[Exercise objective]:
Without any images, write the listing below out word for word.

[Dataset records]:
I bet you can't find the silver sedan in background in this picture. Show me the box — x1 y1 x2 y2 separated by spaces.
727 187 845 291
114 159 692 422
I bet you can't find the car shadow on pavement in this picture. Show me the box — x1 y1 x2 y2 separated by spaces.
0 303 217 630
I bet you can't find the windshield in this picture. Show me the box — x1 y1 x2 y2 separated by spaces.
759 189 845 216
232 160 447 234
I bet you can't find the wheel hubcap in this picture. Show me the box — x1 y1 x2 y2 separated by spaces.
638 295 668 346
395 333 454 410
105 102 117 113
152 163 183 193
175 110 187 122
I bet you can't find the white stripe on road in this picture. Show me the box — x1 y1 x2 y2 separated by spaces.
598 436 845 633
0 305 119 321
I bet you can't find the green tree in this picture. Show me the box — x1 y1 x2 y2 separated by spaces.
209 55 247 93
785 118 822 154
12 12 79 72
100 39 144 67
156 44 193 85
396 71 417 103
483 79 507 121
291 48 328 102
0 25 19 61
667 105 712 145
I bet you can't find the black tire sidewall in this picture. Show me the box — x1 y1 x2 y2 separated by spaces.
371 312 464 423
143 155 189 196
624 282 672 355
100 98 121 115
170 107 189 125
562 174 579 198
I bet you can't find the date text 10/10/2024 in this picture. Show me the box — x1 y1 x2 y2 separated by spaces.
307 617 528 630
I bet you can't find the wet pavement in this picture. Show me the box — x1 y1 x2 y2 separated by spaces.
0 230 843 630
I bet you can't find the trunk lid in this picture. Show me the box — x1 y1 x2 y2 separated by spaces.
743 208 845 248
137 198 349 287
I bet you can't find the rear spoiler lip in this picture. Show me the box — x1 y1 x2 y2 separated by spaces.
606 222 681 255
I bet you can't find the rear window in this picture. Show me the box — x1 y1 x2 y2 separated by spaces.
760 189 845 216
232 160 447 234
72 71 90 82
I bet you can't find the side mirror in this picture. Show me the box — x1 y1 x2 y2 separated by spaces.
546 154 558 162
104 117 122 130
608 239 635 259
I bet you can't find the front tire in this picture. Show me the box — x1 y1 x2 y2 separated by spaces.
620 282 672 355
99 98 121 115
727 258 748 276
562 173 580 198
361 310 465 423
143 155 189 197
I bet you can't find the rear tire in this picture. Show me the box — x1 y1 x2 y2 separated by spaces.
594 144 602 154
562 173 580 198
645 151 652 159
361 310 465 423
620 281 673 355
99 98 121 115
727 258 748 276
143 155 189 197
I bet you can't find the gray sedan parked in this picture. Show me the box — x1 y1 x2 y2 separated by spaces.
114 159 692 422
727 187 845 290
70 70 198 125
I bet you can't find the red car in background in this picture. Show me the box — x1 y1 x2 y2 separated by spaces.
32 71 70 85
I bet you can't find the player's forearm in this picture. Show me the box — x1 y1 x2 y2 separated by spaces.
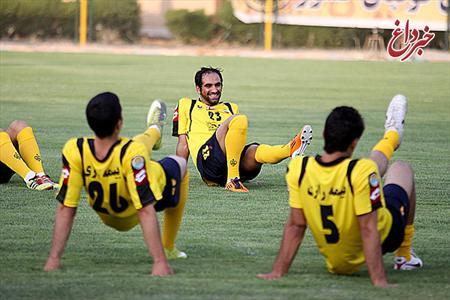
48 204 76 259
176 135 189 160
272 222 306 275
138 205 168 264
359 215 388 286
363 235 387 285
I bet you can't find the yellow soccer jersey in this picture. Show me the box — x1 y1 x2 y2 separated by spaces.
286 156 393 275
172 97 239 166
56 137 166 231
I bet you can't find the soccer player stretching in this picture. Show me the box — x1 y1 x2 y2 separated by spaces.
44 92 189 276
258 95 423 287
173 67 313 192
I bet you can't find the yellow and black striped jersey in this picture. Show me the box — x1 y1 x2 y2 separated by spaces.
286 155 393 274
56 137 166 231
172 98 239 166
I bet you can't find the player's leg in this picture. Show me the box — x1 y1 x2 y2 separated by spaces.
0 124 53 190
239 144 261 177
159 155 188 259
216 116 313 192
383 161 422 270
215 114 248 190
371 95 407 176
249 124 313 166
133 100 167 156
133 127 161 157
0 127 31 184
10 121 44 174
9 120 58 188
236 125 313 182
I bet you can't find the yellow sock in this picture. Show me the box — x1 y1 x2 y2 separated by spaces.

[Task solution]:
I bet you can't find the silver sedan in background in this picture. Show me the box — x1 y1 x2 y2 separated by spaces.
727 187 845 291
114 159 692 422
I bet you can't find the car shadow on pavement in this picture. Show me the box — x1 y1 x2 y2 separated by spaces.
0 303 217 630
I bet you can't find the windshield in this picture. Show me the box — x1 y1 x2 y2 separated by spaces.
759 189 845 216
232 160 447 234
I bet you can't find the wheel hubcap in this picture. Show me the box — x1 y1 x2 y2 separated by spaces.
638 295 668 346
395 333 454 410
105 102 117 113
152 163 183 193
175 110 187 122
I bet you can't find the white stripe on road in this picture. Show me the box — x1 y1 x2 y2 separated by spaces.
598 436 845 633
0 305 119 321
I bet you can't find the green tree in this picture. Show me the box — x1 y1 x2 y2 separated by spaces.
209 55 247 93
785 118 822 154
12 12 79 72
100 39 144 67
156 44 193 85
396 71 417 103
483 79 507 121
291 48 328 102
0 25 19 61
667 105 712 145
I bet you can't find the black tire sidewall in this picture. Show me the box — x1 y1 x2 y2 separated by spaces.
371 312 464 423
143 155 189 196
624 282 672 355
100 98 121 115
170 107 189 125
562 174 579 198
I bet you can't find the date text 10/10/2024 in this picture. Show me the box — x1 y1 x2 y2 separated by spaces.
307 617 528 630
I bet you can't find the wet pavement in this picture. Show me the box — x1 y1 x2 y2 separated by spaces.
0 230 843 630
I bet you can't find the trunk lid in this picture. Show me the box — x1 y1 x2 y2 separated by spaces.
743 208 845 248
137 198 349 287
I bet you can't find the rear spoiler lip in this picture. Show me the box — x1 y1 x2 y2 separated by spaces.
606 222 681 255
I bet you can't find the rear window in this picture. Show me the box — x1 y1 x2 y2 separated by spaces.
760 189 845 216
232 160 447 234
72 71 90 82
I bet you can't find the side mirror in this picture. Show me the box — x1 y1 x2 y2 separated by spaces.
546 154 558 162
104 117 122 130
608 239 635 259
I bet you can't find the front tire in this picture. Show me the box — x1 y1 x2 y2 separated by spaces.
620 282 672 355
99 98 121 115
727 258 748 276
562 173 580 198
361 310 465 423
143 155 189 197
I bet you can't find the rear tire in this picture. Show me the box — x1 y1 x2 y2 separated by spaces.
594 144 602 154
562 173 580 198
645 151 652 159
361 310 465 423
620 281 673 355
99 98 121 115
727 258 748 276
143 155 189 197
I bet you can't find the gray sedan parked in this picture. Show me the box — x1 y1 x2 y2 separated by spaces.
114 159 692 422
727 187 845 290
70 70 198 125
I bet you can't find the red car in background in this picture. Show me the box — x1 y1 x2 y2 separated by spaces.
32 71 70 85
I bet you can't find the player's forearm in this picture. Show me the box — x1 y1 x2 y2 separated by spaces.
48 204 76 259
176 135 189 160
272 222 306 275
138 205 168 264
359 215 388 286
363 235 387 285
I bet you can't find the yellow soccer jersey in this picture. Show me the box — x1 y1 x2 y2 separated by spaces.
286 156 393 275
172 97 239 166
56 137 166 231
I bet you can't find the soccer player stretching in this picture. Show me the box — x1 y1 x2 y2 separated by spaces.
44 92 189 276
258 95 423 287
173 67 313 192
I bet you can't find the yellow and black striped jersey in this picture. Show me the box — x1 y1 x2 y2 separated by spaces.
286 155 393 274
56 137 166 231
172 98 239 166
I bet you can't find the player's leg in this picture. Show me the box — x1 y1 x2 y2 separated by spaces.
0 124 53 190
239 144 261 177
159 155 188 259
216 116 313 192
383 161 422 270
215 114 248 190
371 95 407 176
249 124 313 166
133 100 167 156
133 127 161 157
0 127 31 184
10 121 44 174
9 120 58 188
236 125 313 182
I bet you can't find the yellow sock in this picture. Show me the box — x1 y1 x2 y2 separated by spaces.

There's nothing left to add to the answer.